Everything from the line containing "positive clicks: (477, 233)" through the line containing "positive clicks: (128, 291)" should be repeated exactly, and nothing else from the data.

===

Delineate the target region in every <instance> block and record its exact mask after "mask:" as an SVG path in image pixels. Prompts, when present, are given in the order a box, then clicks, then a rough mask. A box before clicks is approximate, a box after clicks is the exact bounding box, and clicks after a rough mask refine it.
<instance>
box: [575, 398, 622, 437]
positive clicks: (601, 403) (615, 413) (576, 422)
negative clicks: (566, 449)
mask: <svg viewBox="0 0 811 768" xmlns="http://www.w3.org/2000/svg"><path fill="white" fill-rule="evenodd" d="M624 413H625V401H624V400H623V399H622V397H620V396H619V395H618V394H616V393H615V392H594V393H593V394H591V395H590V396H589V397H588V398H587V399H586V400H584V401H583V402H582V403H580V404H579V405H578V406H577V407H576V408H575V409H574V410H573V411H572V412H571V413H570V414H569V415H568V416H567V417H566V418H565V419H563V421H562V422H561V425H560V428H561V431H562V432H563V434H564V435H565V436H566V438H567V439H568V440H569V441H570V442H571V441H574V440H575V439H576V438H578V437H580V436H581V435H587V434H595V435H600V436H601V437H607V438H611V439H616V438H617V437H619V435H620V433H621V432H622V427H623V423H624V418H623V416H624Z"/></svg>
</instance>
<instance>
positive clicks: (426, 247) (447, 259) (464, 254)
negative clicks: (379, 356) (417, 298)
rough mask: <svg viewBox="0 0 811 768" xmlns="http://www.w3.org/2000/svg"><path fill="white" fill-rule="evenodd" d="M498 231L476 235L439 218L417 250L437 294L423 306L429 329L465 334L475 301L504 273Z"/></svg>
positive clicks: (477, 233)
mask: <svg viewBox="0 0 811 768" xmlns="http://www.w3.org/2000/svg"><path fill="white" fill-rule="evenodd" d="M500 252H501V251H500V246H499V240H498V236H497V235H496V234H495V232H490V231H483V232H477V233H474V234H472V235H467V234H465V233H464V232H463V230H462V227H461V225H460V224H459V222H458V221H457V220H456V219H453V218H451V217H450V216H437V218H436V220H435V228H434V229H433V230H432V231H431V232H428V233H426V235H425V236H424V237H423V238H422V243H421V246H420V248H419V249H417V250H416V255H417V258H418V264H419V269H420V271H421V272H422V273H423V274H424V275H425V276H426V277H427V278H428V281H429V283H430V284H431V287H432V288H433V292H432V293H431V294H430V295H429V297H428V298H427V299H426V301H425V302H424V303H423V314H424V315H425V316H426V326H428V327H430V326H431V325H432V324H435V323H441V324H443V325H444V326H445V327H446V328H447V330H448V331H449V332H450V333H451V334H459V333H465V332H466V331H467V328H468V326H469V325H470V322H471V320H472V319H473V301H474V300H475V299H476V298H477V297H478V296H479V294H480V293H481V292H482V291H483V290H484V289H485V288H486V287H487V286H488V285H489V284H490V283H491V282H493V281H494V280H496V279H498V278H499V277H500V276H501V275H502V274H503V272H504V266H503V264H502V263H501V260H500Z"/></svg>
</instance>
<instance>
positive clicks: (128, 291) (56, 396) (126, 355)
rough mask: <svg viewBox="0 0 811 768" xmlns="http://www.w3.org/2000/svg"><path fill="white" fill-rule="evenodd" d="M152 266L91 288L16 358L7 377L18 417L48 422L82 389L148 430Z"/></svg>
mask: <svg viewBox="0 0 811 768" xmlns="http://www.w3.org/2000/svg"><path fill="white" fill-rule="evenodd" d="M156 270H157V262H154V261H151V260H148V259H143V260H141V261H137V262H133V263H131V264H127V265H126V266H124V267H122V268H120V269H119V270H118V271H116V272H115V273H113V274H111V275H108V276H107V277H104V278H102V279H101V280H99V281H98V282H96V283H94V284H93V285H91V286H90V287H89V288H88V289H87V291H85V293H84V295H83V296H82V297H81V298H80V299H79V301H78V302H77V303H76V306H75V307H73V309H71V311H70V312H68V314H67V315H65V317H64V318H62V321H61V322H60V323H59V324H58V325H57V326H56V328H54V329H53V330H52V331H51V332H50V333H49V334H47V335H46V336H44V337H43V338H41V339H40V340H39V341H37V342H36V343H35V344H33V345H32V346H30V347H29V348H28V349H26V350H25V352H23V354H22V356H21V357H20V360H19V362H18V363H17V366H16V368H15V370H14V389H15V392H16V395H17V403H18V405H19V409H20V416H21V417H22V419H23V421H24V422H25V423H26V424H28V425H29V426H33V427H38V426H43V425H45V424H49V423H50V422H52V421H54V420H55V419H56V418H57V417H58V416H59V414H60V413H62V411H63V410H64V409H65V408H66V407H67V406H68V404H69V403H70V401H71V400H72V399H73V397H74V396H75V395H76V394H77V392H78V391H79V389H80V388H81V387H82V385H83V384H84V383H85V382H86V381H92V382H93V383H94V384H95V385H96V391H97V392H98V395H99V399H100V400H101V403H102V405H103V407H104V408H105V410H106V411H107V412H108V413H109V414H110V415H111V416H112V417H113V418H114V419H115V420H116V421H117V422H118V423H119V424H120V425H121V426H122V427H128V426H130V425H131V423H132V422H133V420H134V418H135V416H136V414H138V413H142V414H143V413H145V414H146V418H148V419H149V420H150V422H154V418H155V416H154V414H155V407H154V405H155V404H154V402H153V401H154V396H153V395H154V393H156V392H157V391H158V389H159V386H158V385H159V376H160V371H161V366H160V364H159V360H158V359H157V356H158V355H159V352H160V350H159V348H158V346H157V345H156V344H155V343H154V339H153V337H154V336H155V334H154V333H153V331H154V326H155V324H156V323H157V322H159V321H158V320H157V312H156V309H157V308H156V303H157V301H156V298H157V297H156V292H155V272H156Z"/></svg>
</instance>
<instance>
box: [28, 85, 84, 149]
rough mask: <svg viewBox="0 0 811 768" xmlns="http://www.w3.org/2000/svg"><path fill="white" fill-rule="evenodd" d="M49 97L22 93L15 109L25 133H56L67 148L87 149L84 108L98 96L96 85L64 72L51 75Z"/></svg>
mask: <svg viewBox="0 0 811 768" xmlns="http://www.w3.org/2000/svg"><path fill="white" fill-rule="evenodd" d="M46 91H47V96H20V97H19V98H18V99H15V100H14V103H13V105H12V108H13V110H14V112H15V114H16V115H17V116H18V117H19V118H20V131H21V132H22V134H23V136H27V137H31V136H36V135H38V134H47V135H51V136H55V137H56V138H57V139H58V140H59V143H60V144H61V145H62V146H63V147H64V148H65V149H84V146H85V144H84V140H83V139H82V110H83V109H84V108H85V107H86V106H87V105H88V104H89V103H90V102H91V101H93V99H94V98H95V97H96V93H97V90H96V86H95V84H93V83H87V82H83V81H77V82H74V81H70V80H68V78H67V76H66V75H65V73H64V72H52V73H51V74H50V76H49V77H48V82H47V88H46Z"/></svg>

===

- _Result_
positive clicks: (477, 233)
mask: <svg viewBox="0 0 811 768" xmlns="http://www.w3.org/2000/svg"><path fill="white" fill-rule="evenodd" d="M500 252H501V251H500V246H499V240H498V236H497V235H496V234H495V232H490V231H483V232H477V233H474V234H472V235H467V234H465V233H464V232H463V230H462V227H461V225H460V224H459V222H458V221H457V220H456V219H453V218H451V217H450V216H437V218H436V220H435V228H434V229H433V230H432V231H431V232H428V233H426V235H425V236H424V237H423V238H422V243H421V246H420V248H419V249H417V250H416V255H417V258H418V264H419V269H420V271H421V272H422V273H423V274H424V275H425V276H426V277H427V278H428V281H429V283H430V284H431V287H432V288H433V292H432V293H431V294H430V295H429V297H428V298H427V299H426V301H425V302H424V303H423V314H424V315H425V316H426V326H428V327H430V326H431V325H432V324H435V323H441V324H443V325H444V326H445V327H446V328H447V330H448V331H449V332H450V333H451V334H459V333H465V332H466V331H467V328H468V326H469V325H470V322H471V320H472V319H473V301H474V300H475V299H476V298H477V297H478V296H479V294H480V293H481V292H482V291H483V290H484V289H485V288H486V287H487V286H488V285H489V284H490V283H491V282H493V281H494V280H496V279H498V278H499V277H500V276H501V275H502V274H503V272H504V266H503V264H502V263H501V260H500Z"/></svg>
</instance>
<instance>
positive clicks: (128, 291) (56, 396) (126, 355)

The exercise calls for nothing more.